• Study text
•••••

28-06-2024 | Semidynamics | Semiconductors
Semidynamics has announced Tensor Unit efficiency data for its ‘All-In-One’ AI IP running a LlaMA-2 7B-parameter Large Language Model (LLM).
Roger Espasa, Semidynamics’ CEO, explained, “The traditional AI design uses three separate computing elements: a CPU, a GPU and an NPU connected through a bus. This traditional architecture requires DMA-intensive programming, which is error-prone, slow, and energy-hungry, plus the challenge of having to integrate three different software stacks and architectures. In addition, NPUs are fixed-function hardware that cannot adapt to future AI algorithms yet to be invented.
“In contrast, Semidynamics has re-invented AI architecture and integrates the three elements into a single, scalable processing element. We combine a RISC-V core, a Tensor Unit that handles matrix multiplication (playing the role of the NPU) and a Vector Unit that handles activation-like computations (playing the role of the GPU) into a fully integrated, all-in-one compute element. Our new architecture is DMA-free, uses a single software stack based on ONNX and RISC-V and offers direct, zero-latency connectivity between the three elements. The result is higher performance, lower power, better area and a much easier-to-program environment, lowering overall development costs. In addition, because the Tensor and Vector Units are under the direct control of a flexible CPU, we can deploy any existing or future AI algorithm, providing great protection to our customer’s investments.”

•••••

Referring expression data:
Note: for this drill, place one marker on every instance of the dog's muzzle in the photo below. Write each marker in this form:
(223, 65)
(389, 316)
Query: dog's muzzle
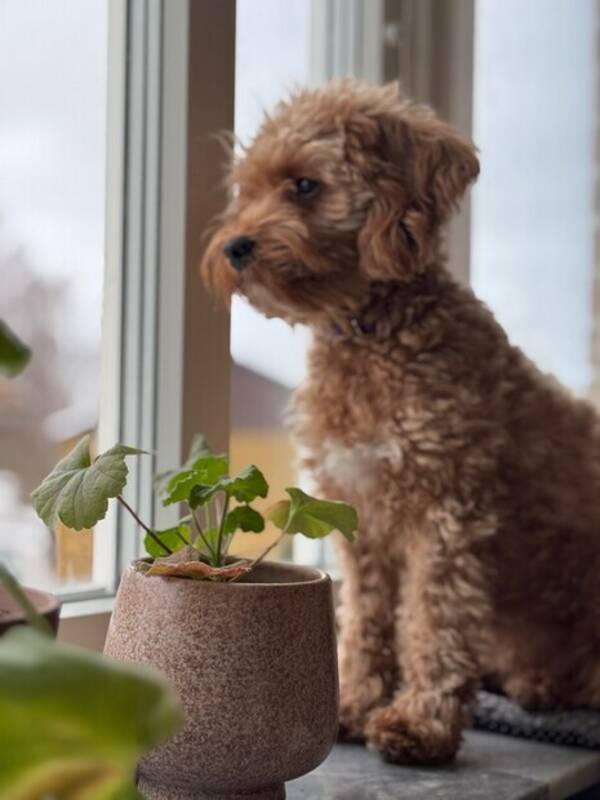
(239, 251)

•••••

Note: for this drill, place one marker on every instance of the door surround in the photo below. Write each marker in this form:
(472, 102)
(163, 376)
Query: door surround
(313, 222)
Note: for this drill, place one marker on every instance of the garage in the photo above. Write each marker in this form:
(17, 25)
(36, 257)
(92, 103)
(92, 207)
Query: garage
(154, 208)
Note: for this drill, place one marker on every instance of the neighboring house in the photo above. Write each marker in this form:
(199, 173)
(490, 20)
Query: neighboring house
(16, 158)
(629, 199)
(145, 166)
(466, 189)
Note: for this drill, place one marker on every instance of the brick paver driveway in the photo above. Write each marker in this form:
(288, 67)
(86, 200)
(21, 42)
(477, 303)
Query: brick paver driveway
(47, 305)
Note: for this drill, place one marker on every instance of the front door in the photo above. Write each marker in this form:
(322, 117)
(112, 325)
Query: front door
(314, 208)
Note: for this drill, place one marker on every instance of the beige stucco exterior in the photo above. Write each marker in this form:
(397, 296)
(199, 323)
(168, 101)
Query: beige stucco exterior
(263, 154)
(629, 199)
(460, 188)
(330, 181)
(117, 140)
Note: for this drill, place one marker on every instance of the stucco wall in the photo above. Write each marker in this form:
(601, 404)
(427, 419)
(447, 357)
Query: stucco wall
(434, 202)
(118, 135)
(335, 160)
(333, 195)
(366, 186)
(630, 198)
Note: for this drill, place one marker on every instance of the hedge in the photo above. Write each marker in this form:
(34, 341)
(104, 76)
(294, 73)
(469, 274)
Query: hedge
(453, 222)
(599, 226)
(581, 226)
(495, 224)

•••••

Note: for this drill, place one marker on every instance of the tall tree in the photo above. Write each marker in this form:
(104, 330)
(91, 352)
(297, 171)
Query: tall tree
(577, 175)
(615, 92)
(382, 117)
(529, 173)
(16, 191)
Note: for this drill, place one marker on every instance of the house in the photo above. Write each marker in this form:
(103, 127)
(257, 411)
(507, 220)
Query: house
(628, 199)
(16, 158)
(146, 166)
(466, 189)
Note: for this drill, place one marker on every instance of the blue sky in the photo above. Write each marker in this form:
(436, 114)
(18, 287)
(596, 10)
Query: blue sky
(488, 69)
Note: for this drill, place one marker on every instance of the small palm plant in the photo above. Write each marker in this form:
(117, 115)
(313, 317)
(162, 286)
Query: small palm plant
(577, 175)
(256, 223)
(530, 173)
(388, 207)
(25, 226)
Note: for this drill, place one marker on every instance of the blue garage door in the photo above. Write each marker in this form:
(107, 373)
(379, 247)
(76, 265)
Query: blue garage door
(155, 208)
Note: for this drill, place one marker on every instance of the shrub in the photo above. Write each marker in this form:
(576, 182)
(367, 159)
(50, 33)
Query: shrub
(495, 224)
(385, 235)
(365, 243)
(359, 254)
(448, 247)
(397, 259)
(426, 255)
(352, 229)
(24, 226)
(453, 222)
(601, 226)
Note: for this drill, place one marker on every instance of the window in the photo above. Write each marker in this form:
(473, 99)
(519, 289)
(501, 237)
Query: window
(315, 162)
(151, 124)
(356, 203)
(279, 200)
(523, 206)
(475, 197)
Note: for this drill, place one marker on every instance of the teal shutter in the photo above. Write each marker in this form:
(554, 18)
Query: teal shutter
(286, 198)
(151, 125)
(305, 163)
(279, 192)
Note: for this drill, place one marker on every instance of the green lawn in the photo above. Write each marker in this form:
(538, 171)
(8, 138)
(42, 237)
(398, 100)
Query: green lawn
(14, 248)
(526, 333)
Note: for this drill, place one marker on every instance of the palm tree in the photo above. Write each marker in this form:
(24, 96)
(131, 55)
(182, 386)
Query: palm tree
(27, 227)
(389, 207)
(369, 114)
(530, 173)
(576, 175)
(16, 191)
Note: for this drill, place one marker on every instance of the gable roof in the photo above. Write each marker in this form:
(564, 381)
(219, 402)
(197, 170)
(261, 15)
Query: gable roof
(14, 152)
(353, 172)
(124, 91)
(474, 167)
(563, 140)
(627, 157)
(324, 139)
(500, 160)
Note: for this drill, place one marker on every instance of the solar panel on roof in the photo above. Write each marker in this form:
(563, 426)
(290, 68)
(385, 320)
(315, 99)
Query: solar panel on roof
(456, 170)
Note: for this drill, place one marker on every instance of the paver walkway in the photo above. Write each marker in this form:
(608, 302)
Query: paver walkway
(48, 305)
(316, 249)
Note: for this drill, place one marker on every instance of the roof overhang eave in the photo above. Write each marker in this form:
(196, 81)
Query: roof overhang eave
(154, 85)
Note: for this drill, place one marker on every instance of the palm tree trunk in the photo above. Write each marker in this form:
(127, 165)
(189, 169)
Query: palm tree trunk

•••••

• Assigned task 1
In the Semidynamics announcement, which unit plays the role of the NPU?
• Assigned task 2
Continue the Semidynamics announcement from the point where it stops.

• Answer area 1
The Tensor Unit, which handles matrix multiplication.

• Answer area 2
Large Language Models (LLMs) have emerged as a key element of AI applications. LLMs are computationally dominated by self-attention layers. These layers comprise five matrix multiplications (MatMul), a matrix Transpose and a SoftMax activation function. In the All-In-One solution, the Tensor Unit (TU) handles matrix multiplication, whereas the Vector Unit (VU) can efficiently handle Transpose and SoftMax. Since the Tensor and Vector Units share the vector registers, expensive memory copies can be largely avoided. Hence, there is zero latency and zero energy spent transferring data from the MatMul layers to the activation layers and vice versa. To keep the TU and the VU continuously busy, weights and inputs must be efficiently fetched from memory into the vector registers. To this end, the company’s Gazzillion Misses technology provides unprecedented ability to move data. By supporting many in-flight cache misses, data can be fetched ahead of time yielding high resource utilization. Furthermore, its custom tensor extension includes new vector instructions optimized for fetching and transposing 2D tiles, greatly improving tensor processing.
The company has run the full LlaMA-2 7B-parameter model (BF16 weights) on its All-In-One element, using its ONNX Run Time Execution Provider, and calculated the utilization of the Tensor Unit for all the MatMul layers in the model. The results are aggregated and presented, and organized by the A-tensor shape. There are six different shapes in LlaMA-2. As it can be seen, utilisation is above 80% for most shapes, in sharp contrast with other architectures. Results are collected in the most challenging conditions, i.e., with a batch of one and for the first-token computation. To complement this data the TU efficiency for large matrix sizes demonstrating the combined efficiency of the Tensor Unit and the Gazzillion technology. As the number of elements in the N, M, P dimensions of the matrix increase, the total size in MBs quickly exceeds any possible cache/scratchpad available. The noteworthy aspect of the chart is that the performance is stable, slightly above 70%, irrespective of the total size of the matrices. This quite surprising result is thanks to the Gazzillion technology being capable of sustaining a high streaming data rate between main memory and the Tensor Unit.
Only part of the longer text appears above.